[start]

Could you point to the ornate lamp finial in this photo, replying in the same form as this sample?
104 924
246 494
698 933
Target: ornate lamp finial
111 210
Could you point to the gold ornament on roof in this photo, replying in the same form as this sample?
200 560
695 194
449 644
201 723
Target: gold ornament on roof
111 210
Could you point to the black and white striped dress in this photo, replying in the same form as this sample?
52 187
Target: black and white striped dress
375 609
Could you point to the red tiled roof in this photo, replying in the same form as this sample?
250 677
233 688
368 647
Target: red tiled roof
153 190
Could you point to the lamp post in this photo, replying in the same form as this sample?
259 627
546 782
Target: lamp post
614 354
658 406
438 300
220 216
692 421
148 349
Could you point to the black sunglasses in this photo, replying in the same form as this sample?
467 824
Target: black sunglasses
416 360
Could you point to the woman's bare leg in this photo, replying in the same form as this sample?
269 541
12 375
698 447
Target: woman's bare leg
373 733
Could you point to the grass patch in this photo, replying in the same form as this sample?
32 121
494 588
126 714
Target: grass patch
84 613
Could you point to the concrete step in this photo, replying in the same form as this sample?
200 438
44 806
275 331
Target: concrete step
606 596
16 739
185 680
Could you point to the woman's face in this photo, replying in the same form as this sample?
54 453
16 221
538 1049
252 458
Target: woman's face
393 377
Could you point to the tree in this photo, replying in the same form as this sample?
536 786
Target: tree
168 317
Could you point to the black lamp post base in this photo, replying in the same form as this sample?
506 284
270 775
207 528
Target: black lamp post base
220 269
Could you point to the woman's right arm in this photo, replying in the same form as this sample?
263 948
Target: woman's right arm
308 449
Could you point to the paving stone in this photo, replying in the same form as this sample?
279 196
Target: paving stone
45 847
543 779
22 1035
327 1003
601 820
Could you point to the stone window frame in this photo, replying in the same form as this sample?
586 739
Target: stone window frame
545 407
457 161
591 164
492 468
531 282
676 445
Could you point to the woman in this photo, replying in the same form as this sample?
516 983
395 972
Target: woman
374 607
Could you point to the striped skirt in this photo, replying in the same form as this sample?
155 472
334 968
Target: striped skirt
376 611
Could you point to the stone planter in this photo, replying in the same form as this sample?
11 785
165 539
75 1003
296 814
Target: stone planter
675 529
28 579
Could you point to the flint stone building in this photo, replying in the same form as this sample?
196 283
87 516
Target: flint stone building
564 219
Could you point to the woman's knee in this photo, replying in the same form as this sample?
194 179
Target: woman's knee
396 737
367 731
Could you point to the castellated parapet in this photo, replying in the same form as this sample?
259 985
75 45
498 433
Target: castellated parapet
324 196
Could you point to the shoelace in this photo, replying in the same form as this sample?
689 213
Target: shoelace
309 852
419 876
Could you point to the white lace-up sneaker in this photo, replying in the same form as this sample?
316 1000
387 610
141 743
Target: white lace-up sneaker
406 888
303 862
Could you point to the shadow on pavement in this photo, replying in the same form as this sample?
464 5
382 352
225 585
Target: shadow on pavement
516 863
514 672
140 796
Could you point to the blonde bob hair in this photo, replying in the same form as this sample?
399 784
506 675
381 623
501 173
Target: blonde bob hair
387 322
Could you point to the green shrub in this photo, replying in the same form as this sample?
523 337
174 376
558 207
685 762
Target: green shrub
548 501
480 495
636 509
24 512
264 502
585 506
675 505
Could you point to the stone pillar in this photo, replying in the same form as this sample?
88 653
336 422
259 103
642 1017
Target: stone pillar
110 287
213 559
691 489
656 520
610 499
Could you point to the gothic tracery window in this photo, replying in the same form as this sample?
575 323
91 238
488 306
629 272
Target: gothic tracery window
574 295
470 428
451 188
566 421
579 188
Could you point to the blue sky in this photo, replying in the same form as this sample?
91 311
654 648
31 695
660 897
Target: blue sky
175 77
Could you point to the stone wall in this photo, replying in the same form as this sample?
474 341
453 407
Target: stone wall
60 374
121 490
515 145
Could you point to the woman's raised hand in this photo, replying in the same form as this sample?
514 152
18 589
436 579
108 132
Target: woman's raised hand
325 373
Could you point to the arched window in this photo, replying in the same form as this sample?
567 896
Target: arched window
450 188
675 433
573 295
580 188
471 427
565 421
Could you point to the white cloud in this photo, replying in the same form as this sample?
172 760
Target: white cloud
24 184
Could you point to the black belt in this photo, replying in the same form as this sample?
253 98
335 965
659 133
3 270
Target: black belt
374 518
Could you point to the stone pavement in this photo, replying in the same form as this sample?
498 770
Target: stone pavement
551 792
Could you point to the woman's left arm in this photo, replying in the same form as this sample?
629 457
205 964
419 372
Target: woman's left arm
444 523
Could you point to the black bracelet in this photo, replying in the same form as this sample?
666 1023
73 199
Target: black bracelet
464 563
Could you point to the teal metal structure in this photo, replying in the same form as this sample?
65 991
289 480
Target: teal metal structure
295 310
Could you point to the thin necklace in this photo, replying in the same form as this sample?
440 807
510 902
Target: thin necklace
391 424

[end]

**Short task**
Can you reproduce word for word the lines starting at the one that contains "Could you point to the black bracelet" and ending with the last line?

**Task answer**
Could you point to the black bracelet in this photo, replying in the same form as this sample?
666 1023
73 199
Target: black bracelet
464 563
Could you point to the teal metal structure in this photo, replying in the same form as this sample?
65 991
289 480
Target: teal metal structure
295 310
Could you point to the thin necklace in this photo, replying in the same form as this sample?
440 807
510 902
Target: thin necklace
391 424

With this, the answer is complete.